» EXTRACT PROVIDED:
+--

As of November 11, 2024, there are two versions of AlphaFold generally available: AlphaFold 2 and AlphaFold 3. Both versions are available as cluster modules, but are run somewhat differently.
Note that given the duration and resources usually involved in running AlphaFold, it should be executed using batch scripts.
Additionally, due to the Idle Resources Policy, AlphaFold jobs should be split into two parts. The first stage of AlphaFold involves generating Multiple Sequence Alignments (MSAs), which uses only CPUs. These MSAs are then used as input for the model-building step, which uses GPUs. To avoid having your job flagged for idle GPUs, submit a job for the MSA calculation, and when that is complete, submit another job for modeling.

+--

» DATASET RECORDS:
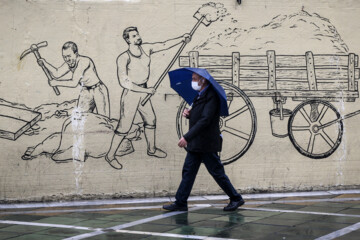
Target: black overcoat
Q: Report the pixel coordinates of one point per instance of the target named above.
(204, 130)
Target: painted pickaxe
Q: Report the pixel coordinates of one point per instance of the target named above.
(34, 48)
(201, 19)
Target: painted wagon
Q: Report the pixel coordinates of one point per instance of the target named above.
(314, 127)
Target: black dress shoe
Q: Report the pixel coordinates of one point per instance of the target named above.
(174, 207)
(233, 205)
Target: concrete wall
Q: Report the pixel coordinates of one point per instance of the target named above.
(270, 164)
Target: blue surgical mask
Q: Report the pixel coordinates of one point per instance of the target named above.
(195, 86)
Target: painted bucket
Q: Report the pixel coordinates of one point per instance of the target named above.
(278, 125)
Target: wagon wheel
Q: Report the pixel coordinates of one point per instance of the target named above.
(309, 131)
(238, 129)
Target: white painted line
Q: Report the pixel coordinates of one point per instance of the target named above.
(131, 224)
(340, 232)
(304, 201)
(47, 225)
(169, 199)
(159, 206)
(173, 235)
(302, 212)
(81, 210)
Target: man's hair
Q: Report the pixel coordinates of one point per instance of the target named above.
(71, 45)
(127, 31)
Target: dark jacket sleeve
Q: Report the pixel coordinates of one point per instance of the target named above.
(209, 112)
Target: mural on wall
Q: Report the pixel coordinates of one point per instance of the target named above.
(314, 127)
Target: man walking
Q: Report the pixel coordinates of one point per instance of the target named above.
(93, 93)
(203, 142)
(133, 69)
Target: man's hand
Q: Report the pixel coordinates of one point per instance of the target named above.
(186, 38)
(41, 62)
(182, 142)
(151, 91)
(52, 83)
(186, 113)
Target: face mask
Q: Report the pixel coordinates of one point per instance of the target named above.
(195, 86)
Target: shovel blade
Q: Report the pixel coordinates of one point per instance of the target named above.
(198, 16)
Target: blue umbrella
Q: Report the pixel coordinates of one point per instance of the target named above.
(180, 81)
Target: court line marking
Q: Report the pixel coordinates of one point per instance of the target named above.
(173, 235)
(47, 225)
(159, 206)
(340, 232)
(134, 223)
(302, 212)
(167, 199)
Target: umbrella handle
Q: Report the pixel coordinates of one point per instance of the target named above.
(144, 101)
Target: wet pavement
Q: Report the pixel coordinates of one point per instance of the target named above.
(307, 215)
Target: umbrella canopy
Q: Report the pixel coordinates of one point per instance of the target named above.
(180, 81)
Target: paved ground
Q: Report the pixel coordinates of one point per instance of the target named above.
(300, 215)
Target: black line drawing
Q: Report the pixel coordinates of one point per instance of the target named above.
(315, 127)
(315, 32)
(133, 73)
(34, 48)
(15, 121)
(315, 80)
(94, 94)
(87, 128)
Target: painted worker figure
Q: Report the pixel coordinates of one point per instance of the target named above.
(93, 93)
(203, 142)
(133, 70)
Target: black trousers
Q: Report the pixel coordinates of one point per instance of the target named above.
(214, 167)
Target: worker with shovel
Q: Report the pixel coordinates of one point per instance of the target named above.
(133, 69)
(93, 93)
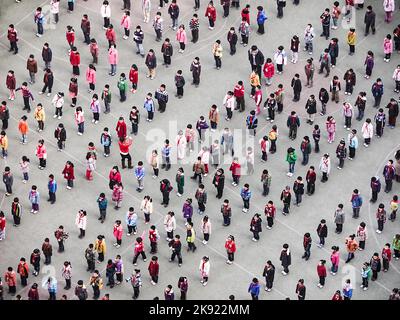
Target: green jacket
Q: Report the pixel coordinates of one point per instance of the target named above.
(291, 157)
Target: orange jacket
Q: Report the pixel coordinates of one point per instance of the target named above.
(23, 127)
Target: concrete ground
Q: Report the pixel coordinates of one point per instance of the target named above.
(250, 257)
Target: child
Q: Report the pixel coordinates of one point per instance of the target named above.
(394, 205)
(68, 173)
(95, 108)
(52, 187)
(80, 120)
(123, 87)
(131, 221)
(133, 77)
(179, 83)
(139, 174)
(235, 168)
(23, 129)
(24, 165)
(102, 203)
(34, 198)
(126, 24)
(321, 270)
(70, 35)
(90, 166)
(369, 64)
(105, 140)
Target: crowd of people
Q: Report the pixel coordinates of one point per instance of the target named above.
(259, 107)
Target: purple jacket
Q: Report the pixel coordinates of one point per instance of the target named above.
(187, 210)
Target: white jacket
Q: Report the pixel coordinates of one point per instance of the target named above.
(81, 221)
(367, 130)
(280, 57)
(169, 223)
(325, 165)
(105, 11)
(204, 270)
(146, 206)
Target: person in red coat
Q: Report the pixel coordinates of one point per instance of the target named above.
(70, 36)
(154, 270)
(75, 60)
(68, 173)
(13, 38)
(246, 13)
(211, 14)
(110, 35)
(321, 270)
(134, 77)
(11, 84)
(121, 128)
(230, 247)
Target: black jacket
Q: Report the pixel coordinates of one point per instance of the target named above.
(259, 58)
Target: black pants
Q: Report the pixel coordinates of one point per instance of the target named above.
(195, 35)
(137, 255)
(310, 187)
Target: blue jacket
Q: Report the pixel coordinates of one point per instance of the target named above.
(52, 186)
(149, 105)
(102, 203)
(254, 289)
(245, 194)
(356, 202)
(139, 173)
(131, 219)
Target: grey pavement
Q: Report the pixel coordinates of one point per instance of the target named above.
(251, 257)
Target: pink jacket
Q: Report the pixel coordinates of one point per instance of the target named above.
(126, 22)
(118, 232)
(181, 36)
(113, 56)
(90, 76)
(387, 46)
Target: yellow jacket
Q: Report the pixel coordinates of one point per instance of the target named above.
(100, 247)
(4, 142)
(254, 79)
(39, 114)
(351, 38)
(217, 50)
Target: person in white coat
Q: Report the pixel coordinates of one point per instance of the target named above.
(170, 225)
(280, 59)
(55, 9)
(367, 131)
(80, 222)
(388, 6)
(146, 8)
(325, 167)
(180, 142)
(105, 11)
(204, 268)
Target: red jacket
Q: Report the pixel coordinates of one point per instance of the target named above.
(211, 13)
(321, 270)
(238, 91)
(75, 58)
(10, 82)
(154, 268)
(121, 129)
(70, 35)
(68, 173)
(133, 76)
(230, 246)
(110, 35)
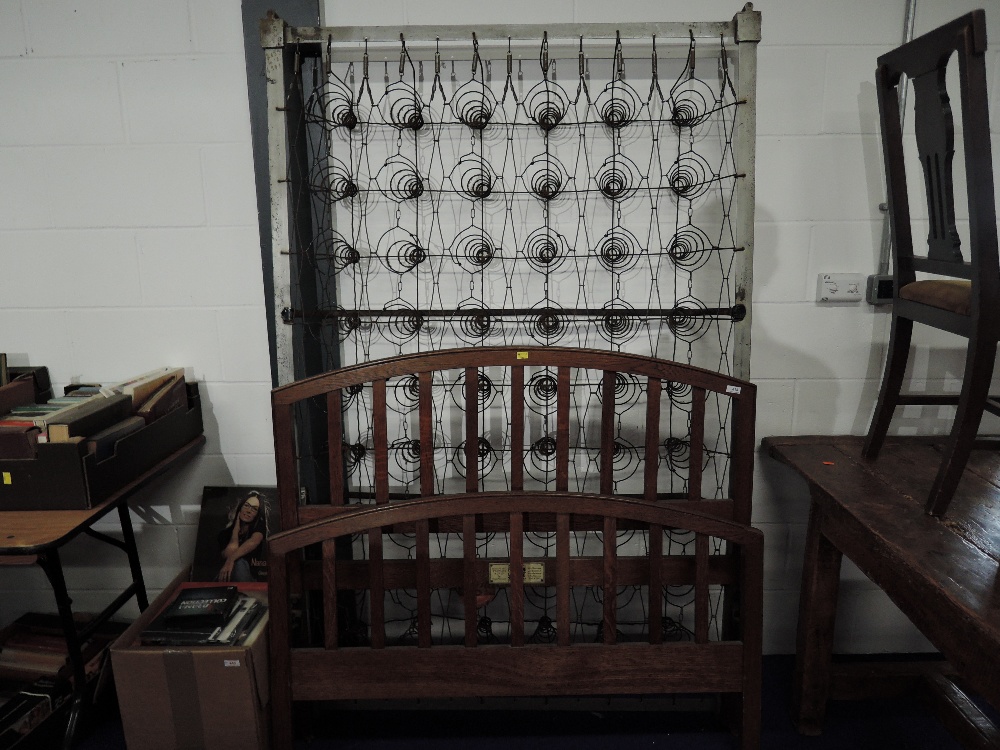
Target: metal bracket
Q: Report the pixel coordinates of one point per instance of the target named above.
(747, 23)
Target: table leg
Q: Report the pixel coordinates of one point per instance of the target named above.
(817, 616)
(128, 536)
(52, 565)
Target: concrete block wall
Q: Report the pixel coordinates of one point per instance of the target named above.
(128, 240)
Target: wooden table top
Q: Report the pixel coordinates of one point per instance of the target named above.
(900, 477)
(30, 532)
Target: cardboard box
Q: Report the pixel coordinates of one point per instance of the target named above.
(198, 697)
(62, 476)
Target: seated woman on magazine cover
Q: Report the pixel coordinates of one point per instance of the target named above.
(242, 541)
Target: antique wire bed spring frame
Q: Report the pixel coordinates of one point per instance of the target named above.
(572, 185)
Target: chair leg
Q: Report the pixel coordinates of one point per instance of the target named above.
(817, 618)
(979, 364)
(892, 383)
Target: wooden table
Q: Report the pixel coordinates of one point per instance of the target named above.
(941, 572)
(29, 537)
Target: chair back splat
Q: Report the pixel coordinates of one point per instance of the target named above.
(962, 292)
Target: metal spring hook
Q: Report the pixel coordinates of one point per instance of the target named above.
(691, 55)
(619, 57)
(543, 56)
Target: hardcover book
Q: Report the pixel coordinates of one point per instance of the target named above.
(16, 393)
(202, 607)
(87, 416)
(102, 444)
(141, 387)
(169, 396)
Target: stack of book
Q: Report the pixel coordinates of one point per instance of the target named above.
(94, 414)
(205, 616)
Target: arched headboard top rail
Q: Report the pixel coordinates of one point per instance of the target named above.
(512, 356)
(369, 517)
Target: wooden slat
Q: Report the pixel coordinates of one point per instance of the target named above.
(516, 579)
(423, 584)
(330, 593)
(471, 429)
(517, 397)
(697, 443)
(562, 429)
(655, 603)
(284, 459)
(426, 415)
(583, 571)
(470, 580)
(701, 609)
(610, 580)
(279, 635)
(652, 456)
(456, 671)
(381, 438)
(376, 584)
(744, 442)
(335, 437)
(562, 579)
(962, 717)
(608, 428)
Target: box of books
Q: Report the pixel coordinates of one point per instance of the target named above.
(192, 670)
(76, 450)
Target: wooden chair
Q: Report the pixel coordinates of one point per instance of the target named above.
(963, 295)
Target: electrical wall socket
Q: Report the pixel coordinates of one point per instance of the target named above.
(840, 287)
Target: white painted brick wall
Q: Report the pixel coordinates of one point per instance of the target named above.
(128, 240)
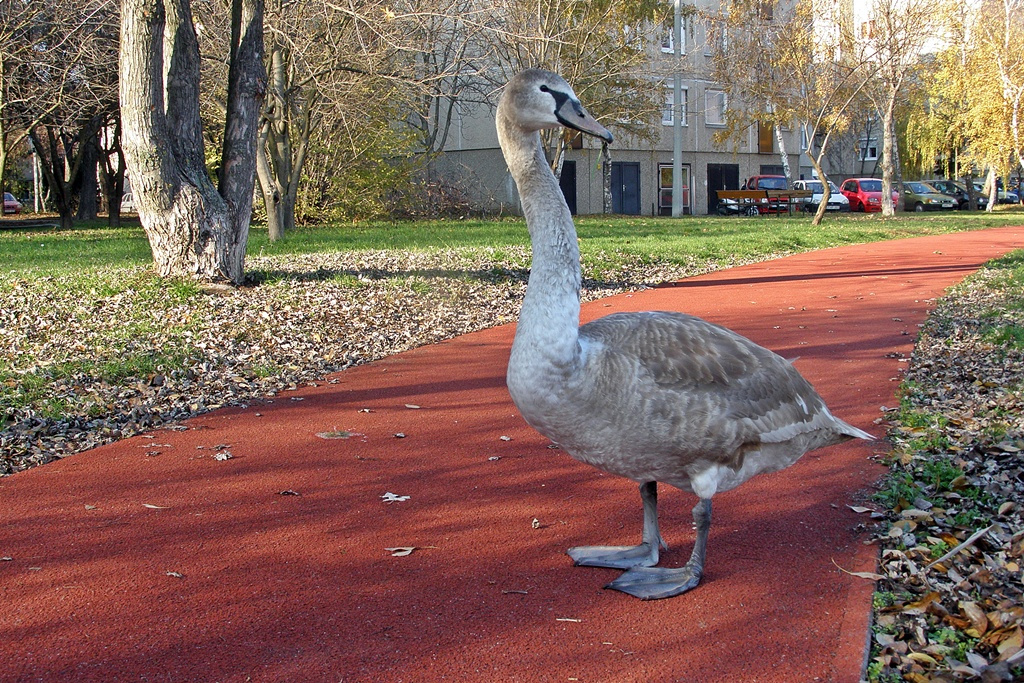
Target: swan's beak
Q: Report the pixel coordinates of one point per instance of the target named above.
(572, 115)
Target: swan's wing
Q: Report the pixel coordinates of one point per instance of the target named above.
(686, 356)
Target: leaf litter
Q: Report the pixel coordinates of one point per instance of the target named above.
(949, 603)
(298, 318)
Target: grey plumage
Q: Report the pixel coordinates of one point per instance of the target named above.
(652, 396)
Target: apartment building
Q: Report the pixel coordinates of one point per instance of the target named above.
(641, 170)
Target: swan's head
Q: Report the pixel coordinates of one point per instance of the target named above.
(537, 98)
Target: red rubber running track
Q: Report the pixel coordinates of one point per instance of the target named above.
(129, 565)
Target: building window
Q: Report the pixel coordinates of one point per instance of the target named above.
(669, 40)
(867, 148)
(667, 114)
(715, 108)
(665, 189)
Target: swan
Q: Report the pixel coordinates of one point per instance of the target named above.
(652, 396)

+--

» EXERCISE TASK 1:
In the AlphaFold text, which stage uses only CPUs?
» EXERCISE TASK 2:
Write the next part of the AlphaFold text, picking up after its final sentence.

» WRITTEN ANSWER 1:
The first stage, which generates Multiple Sequence Alignments (MSAs).

» WRITTEN ANSWER 2:
AlphaFold 2
To run AlphaFold 2, you will need a sequence file in FASTA format for your macromolecule of interest.
Monomer:
>sequence_name
<SEQUENCE>
Homomer:
>sequence_1
<SEQUENCE>
>sequence_2
<SEQUENCE>
>sequence_3
<SEQUENCE>
...
Heteromer:
>sequence_1
<SEQUENCE A>
>sequence_2
<SEQUENCE A>
>sequence_3
<SEQUENCE B>
>sequence_4
<SEQUENCE B>
>sequence_5
<SEQUENCE B>
...
Copy the MSA batch script and model batch script templates below, and modify for your specific use case. Both stages can be submitted at the same time using a job dependency as follows:
# Submit the first stage:
sbatch alphafold_msa.sh
# Note the jobid that is reported by the above submission.
# Then if you have set the correct input directories corresponding to the MSA outputs,
# optionally submit the second stage by:
sbatch --dependency=afterok:<first_stage_jobid> alphafold_model.sh
# Note that you can also submit alphafold_model.sh in the normal way after alphafold_msa.sh completes.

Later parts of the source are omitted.